### [Texto fuente]
####
Al ídolo no se le celebra ni perdona todo. Casi nadie –siempre es bueno usar el casi- reivindica sus serios errores, abusos, excesos o el daño que causó a otros y a sí mismo
No se lo postula como ejemplo ni como modelo y jamás pretendió serlo. Se lo ama a pesar de eso, por una variedad de motivos y, sobre todo, por las múltiples emociones que logró transmitirle a la gente.
Diego fue magia y arte en su máximo nivel, deportivo sí, pero desbordando por completo el deporte para deslumbrar a gente que no tenía mayor interés en el fútbol. Fue un placer único e incomparable para quienes lo vieron jugar, fue éxtasis para aquellos que sentían como propia cada camiseta con la cual compitió, fue la admiración incondicional de los que sufrieron su fulgor como contrario
A la vez, fue una expresión de rebeldía contra el poder: el Sur pobre contra el Norte rico en Italia; la Argentina derrotada en la -absurda e imperdonable- guerra de Malvinas por una potencia colonial y reivindicada por él en la cancha
Llegó desde muy abajo, de la pobreza extrema y nunca renegó de su origen. Fue lo que fue a pesar de sus desbordes y del castigo que infringió a su propia humanidad desde que era muy joven. Es difícil imaginar adónde hubiera llegado sin semejante restricción de su talento casi ilimitado; baste recordar que toda la gloria la alcanzó en muy pocos años de carrera, aquellos donde logró enfrentar a su más duro rival: las adicciones.
Fuera de las canchas, algunos compartirán posturas que asumió y otros las repudiarán, habrá quienes las consideren coherentes y los que las vean muy contradictorias.
Se discutirá hasta el hartazgo el modo en que el chico de la villa, del potrero, vivió en el torbellino que se generó a su alrededor, convertido en uno de los personajes más conocidos del planeta
Lo que parece innegable es que todos esos claros y oscuros construyeron una leyenda, un mito y que le dio momentos de intensa felicidad a millones de personas, sobre todo en Argentina y en Nápoles pero también en buena parte del planeta.
####
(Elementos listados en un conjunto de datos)

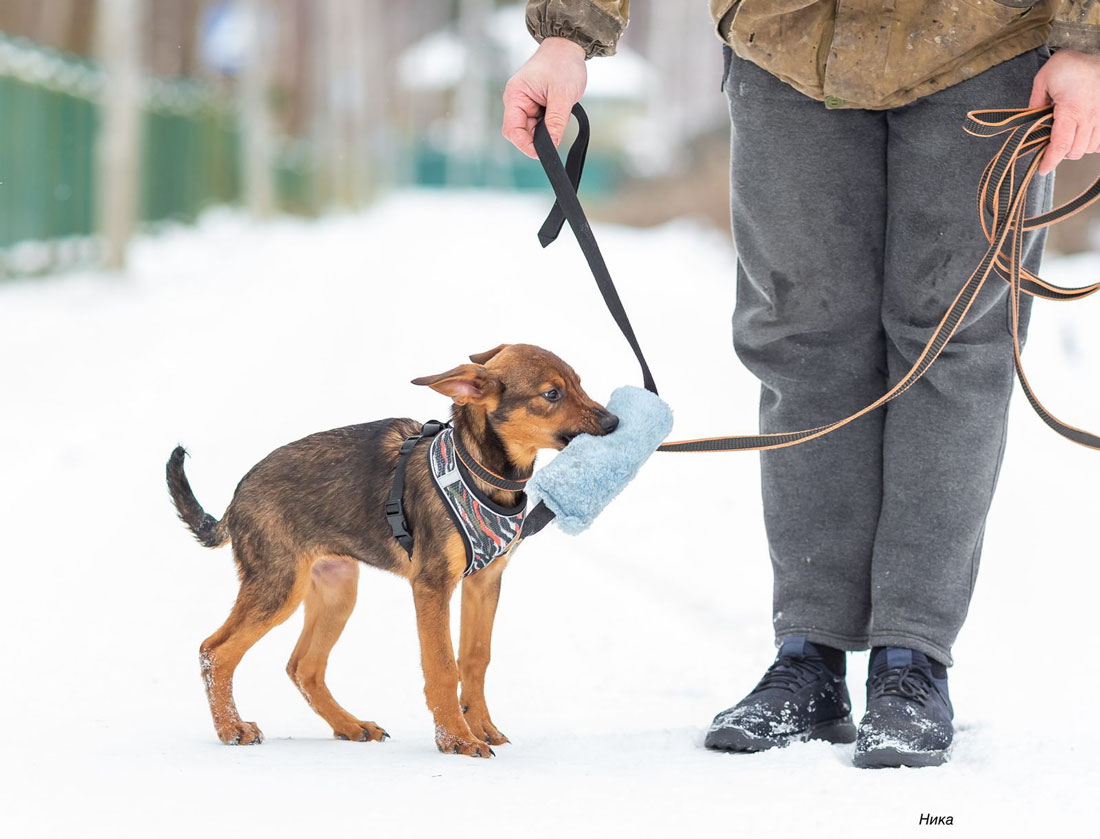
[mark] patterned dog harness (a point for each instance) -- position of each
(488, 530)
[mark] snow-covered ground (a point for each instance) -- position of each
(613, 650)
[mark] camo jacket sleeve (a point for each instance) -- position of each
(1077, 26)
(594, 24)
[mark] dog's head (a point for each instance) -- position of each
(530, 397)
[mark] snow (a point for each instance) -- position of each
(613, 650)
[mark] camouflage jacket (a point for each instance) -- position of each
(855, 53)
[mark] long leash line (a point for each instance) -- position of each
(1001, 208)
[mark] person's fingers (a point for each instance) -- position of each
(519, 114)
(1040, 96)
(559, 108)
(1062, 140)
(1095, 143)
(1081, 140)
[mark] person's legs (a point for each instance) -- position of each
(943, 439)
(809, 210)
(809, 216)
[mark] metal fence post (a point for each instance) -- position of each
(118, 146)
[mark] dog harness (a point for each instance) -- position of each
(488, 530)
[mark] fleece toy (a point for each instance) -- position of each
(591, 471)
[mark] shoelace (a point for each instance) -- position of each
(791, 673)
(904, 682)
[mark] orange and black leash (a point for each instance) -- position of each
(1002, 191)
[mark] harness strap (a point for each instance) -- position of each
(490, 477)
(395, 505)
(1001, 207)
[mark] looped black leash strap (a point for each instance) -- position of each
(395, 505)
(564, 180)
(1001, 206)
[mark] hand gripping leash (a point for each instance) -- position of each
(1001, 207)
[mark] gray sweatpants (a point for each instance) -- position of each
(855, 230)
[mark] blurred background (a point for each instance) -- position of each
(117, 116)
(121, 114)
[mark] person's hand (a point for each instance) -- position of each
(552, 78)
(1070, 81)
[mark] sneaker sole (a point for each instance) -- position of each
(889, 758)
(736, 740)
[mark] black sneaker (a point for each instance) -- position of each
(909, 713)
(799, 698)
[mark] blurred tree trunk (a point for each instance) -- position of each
####
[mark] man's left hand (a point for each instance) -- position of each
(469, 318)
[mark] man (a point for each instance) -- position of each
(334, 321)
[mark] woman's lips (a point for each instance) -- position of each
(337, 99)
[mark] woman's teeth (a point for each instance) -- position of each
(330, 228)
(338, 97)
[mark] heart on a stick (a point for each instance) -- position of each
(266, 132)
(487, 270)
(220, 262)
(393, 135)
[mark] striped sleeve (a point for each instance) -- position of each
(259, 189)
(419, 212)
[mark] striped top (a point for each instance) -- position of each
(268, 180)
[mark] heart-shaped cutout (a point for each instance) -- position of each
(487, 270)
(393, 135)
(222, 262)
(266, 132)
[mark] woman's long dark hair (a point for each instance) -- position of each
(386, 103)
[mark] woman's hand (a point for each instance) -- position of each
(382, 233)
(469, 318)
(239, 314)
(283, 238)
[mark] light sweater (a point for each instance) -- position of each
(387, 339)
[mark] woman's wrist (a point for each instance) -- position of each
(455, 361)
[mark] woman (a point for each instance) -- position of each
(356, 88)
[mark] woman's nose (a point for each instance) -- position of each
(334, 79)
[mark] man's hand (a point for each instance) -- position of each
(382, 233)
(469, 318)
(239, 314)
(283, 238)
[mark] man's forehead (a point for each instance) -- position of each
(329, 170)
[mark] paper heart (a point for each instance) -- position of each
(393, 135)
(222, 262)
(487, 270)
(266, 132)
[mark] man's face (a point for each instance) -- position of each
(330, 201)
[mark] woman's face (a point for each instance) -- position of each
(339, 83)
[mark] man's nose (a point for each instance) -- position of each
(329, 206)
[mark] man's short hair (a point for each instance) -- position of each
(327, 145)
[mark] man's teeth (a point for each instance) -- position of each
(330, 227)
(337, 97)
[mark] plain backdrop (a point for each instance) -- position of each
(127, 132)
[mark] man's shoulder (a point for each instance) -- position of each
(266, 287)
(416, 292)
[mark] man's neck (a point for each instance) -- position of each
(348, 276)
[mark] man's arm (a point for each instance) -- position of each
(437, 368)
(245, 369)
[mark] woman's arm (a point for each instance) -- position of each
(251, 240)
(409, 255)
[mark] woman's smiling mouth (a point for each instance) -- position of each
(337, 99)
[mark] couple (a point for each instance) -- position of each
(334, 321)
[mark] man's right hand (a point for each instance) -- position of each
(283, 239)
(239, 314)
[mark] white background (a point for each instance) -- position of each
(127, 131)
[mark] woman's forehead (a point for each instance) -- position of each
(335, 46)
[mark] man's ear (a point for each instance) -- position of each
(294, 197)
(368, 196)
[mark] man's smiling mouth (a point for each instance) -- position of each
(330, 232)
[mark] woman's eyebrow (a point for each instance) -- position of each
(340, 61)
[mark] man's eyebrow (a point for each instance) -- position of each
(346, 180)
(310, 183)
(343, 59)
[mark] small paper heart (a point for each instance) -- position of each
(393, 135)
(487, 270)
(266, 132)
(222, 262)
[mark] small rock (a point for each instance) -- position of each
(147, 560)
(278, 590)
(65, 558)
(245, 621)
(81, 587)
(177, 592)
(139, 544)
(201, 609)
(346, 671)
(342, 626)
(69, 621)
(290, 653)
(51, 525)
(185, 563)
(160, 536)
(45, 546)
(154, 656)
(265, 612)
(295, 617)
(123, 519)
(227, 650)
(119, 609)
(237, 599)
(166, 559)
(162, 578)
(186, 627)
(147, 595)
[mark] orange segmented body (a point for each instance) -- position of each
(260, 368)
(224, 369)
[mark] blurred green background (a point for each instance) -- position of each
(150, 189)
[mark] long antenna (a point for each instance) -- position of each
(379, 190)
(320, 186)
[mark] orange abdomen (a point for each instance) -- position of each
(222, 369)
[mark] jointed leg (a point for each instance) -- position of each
####
### [Consigna 1]
Según el texto sobre Diego, ¿qué cosas suyas casi nadie reivindica? Enuméralas.
### [Consigna 2]
Prolonga el texto sobre Diego a partir de su última oración.
Las líneas no tienen relación con el texto sobre Diego.

### [Respuesta 1]
- Sus serios errores
- Sus abusos
- Sus excesos
- El daño que causó a otros y a sí mismo

### [Respuesta 2]
Como futbolero de toda la vida puedo entender fácilmente la emoción de quienes tuvieron (tuvimos) la suerte de ver al chico que deslumbraba en Argentinos Juniors, al que enamoró en apenas un año –y para siempre- a la hinchada de Boca, al que se convirtió en héroe napolitano o al símbolo supremo de la camiseta argentina.
Al que se cargaba sus equipos al hombro y los convertía en los campeones que jamás habrían podido ser sin él. Al que volvió de lesiones y adicciones que habrían puesto fuera de la competencia a cualquier otro. Al que soportó infinidad de golpes sin caerse y en el Mundial de Italia volvió a hacer magia cuando casi no podía moverse por los dolores que sufría.
En cambio no encuentro las razones por las cuales en cada rincón del mundo me contestaron ¡Maradona! luego de saber que era argentino. No puedo explicar las portadas de los medios en tantos idiomas diferentes, las expresiones de decenas de personajes públicos sin relación con el deporte ni la dimensión de una reacción universal pocas veces vista, incluso –o mejor, en especial- en aquellos lugares donde habitan sus más enconados rivales deportivos.
Mucho más sencillo es entender los intentos de aprovecharse de su figura, tal como sucedió a lo largo de su vida y en el breve tiempo transcurrido desde su fallecimiento, pero eso en todo caso es harina de otro costal.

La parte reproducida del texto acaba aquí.